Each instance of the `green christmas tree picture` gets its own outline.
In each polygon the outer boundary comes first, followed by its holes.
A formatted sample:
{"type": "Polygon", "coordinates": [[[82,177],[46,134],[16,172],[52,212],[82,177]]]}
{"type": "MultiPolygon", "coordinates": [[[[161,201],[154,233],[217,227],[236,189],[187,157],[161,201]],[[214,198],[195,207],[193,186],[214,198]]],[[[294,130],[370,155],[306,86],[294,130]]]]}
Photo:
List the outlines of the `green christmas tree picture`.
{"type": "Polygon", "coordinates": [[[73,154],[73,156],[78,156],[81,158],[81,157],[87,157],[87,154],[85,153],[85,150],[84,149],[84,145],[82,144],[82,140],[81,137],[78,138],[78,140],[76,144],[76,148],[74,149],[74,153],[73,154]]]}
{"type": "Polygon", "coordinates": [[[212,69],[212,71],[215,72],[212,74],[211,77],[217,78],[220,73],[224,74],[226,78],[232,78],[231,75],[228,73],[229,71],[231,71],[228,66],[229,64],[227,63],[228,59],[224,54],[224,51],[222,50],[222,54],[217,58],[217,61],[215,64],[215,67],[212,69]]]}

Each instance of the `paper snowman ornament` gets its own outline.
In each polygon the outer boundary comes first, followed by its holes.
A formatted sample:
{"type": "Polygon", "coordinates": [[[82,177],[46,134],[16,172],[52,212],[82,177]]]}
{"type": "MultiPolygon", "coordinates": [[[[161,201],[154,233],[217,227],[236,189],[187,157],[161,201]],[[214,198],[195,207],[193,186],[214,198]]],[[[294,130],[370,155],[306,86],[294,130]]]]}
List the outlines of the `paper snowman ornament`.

TO BE DONE —
Write out every line of the data above again, requests included, raising each polygon coordinate in the answers by 141. Leave the numbers in the requests and their format samples unchanged.

RESULT BELOW —
Each instance of the `green christmas tree picture` gets its own outline.
In each polygon the outer boundary comes first, followed by its holes.
A formatted sample:
{"type": "Polygon", "coordinates": [[[82,177],[46,134],[16,172],[52,212],[82,177]]]}
{"type": "MultiPolygon", "coordinates": [[[[161,201],[154,233],[217,227],[236,189],[187,157],[161,201]],[[214,198],[195,207],[193,186],[214,198]]],[[[294,130],[370,155],[306,86],[294,130]]]]}
Photo:
List the outlines of the `green christmas tree picture`.
{"type": "Polygon", "coordinates": [[[214,295],[214,297],[219,297],[222,299],[222,298],[228,298],[228,295],[226,294],[226,291],[225,290],[225,286],[223,285],[223,281],[222,278],[219,279],[219,281],[217,285],[217,289],[215,290],[215,294],[214,295]]]}
{"type": "Polygon", "coordinates": [[[353,210],[353,212],[356,213],[353,215],[352,218],[358,219],[361,214],[365,215],[367,219],[373,219],[372,216],[369,214],[370,212],[372,212],[369,207],[370,205],[368,204],[369,200],[365,195],[365,192],[363,191],[363,195],[358,199],[358,202],[356,205],[356,208],[353,210]]]}

Each instance of the `paper snowman ornament` gets its own outline.
In each polygon the outer boundary comes first, followed by its holes.
A formatted sample:
{"type": "Polygon", "coordinates": [[[82,177],[46,134],[16,172],[52,212],[82,177]]]}
{"type": "MultiPolygon", "coordinates": [[[[161,201],[154,233],[217,227],[236,189],[187,157],[161,201]],[[214,198],[195,207],[193,186],[214,198]]],[[[294,130],[370,155],[306,86],[294,130]]]]}
List the outlines of the `paper snowman ornament`.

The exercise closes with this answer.